■ YOUR GOAL: Find the string "parking" in the data, then copy every line where it is found.

■ SUPPLIED DATA:
....................

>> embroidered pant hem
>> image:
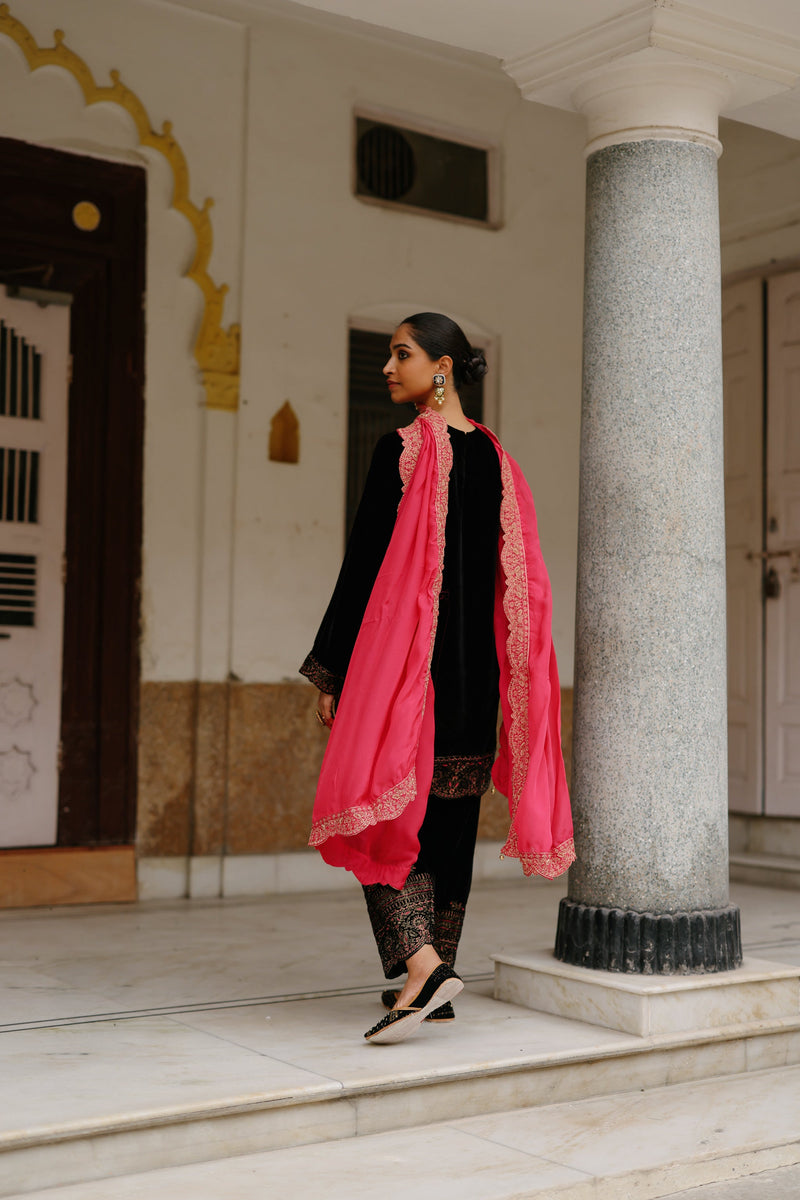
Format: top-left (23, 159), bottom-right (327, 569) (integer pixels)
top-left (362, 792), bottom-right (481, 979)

....................

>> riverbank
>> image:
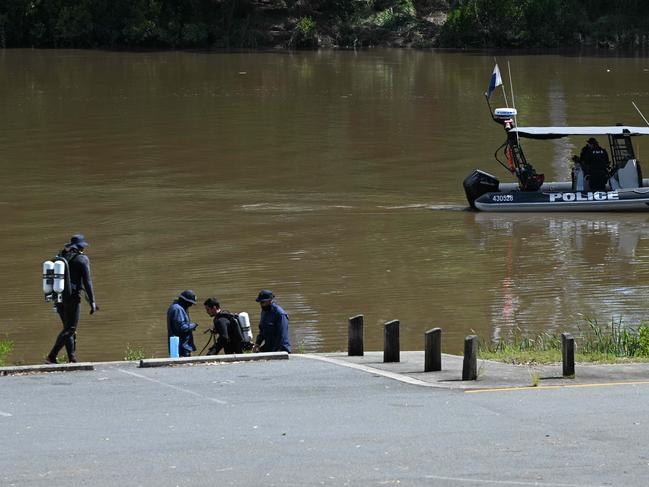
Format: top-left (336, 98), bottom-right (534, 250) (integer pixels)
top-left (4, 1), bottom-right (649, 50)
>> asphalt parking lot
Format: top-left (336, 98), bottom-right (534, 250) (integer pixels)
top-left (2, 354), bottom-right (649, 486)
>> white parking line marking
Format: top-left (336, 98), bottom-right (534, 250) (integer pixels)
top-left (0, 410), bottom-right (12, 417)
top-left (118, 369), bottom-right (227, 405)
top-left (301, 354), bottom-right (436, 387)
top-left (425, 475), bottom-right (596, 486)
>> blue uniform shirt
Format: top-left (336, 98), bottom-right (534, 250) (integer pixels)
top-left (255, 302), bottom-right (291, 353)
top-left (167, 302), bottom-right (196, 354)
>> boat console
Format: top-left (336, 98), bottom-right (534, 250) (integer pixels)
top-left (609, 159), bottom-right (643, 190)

....................

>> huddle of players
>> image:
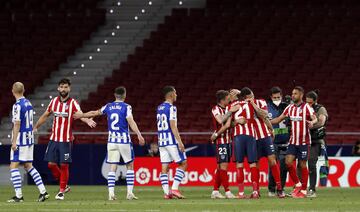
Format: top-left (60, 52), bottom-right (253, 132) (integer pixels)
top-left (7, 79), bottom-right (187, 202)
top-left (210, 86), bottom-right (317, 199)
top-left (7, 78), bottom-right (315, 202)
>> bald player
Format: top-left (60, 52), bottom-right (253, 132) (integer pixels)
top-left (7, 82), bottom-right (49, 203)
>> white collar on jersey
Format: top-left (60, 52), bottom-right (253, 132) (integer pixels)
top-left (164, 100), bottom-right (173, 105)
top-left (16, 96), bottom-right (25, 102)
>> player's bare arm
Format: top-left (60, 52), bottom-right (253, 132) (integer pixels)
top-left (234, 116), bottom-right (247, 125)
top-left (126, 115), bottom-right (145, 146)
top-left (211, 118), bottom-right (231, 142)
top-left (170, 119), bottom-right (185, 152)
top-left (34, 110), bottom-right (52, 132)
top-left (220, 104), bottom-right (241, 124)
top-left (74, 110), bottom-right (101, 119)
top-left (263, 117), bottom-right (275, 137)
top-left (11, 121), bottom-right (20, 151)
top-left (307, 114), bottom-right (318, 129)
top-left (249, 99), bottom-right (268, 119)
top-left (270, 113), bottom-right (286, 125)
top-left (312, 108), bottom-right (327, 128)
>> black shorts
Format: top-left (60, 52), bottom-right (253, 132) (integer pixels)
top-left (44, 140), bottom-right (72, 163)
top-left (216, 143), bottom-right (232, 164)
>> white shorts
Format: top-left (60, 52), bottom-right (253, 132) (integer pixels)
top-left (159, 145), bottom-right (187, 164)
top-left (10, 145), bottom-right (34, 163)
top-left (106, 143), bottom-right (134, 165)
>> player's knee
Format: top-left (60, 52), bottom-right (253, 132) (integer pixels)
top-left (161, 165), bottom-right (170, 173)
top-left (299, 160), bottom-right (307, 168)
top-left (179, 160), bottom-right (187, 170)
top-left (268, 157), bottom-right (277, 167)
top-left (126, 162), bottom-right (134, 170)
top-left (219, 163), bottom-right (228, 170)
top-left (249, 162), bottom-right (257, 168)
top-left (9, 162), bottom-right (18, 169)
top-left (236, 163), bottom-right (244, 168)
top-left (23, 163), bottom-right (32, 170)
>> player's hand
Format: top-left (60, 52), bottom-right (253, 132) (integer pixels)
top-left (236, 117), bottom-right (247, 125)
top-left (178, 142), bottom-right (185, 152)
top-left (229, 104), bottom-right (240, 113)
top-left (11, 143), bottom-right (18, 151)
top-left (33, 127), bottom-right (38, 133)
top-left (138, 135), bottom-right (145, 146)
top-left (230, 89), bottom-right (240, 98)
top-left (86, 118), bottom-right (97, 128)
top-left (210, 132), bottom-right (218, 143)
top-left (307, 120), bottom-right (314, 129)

....................

■ REPLY:
>> asphalt parking lot
>> white parking line marking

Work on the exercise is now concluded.